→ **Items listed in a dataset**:
>>>

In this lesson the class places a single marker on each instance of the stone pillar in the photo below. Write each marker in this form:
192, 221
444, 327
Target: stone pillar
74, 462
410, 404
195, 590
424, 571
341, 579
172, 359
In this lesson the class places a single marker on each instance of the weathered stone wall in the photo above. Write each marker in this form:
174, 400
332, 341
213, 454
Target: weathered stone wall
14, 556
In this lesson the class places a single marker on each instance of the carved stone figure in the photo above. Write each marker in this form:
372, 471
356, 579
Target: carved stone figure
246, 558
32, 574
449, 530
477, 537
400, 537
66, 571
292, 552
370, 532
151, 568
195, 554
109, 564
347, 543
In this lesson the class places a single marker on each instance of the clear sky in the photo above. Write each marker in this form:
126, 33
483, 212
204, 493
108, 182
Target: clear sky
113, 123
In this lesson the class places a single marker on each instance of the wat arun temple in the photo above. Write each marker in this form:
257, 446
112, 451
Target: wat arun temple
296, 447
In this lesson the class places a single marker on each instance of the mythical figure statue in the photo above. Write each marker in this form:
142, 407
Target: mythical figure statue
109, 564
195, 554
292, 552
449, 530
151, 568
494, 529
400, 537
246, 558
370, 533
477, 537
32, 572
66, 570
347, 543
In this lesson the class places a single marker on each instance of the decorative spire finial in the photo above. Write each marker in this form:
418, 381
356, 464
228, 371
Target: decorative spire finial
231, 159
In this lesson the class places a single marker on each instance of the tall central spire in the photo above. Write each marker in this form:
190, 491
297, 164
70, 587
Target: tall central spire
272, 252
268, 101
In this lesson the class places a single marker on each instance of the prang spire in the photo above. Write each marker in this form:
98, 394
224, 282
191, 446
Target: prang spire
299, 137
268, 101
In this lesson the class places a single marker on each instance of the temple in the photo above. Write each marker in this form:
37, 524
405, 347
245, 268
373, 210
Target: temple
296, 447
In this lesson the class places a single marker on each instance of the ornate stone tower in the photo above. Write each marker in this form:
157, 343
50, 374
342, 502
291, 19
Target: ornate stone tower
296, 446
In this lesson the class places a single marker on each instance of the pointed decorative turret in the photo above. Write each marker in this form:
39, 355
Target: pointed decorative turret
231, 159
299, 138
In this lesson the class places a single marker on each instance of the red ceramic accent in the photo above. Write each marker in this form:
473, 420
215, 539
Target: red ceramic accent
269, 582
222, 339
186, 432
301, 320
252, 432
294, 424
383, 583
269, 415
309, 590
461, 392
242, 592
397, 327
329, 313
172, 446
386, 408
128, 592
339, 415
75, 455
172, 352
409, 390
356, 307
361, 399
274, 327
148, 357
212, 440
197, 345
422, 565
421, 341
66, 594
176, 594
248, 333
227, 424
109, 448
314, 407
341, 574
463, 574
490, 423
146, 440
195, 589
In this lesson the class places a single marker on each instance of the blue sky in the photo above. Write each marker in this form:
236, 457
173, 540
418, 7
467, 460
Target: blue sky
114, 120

<<<

→ **EXERCISE OBJECTIVE**:
Nothing outside the span should appear: transcribe the lines from the one containing "of the ornate" through the last line of the records.

→ **IN RESPONSE**:
In this lesson the class places a single marker on each instance of the ornate stone tower in the photo above. Write each marker in this form:
157, 343
50, 374
342, 502
291, 19
Target: ornate stone tower
296, 446
In this lesson the class places a single marker on each instance of the pointed decorative turret in the photo above. Write each marker in this form:
39, 355
Target: pointed decorative turret
231, 159
299, 138
In this lesson the class places a single marker on each instance of the red ceramic accent in the photo above. Write each marker in this form:
473, 420
215, 539
Target: red ceramic accent
269, 582
222, 339
186, 432
301, 320
252, 432
294, 424
383, 583
269, 415
309, 590
461, 392
242, 592
397, 327
329, 313
172, 446
386, 408
128, 592
339, 415
75, 455
172, 352
409, 390
356, 307
361, 399
274, 327
148, 357
212, 440
197, 345
422, 565
421, 341
66, 594
176, 594
248, 333
227, 424
109, 448
314, 407
341, 574
463, 574
490, 423
146, 440
195, 589
In this lesson the class places a single marker on each instance of the blue sky in the photo above. Write each marker in this form:
236, 457
173, 540
418, 7
467, 460
Target: blue sky
114, 120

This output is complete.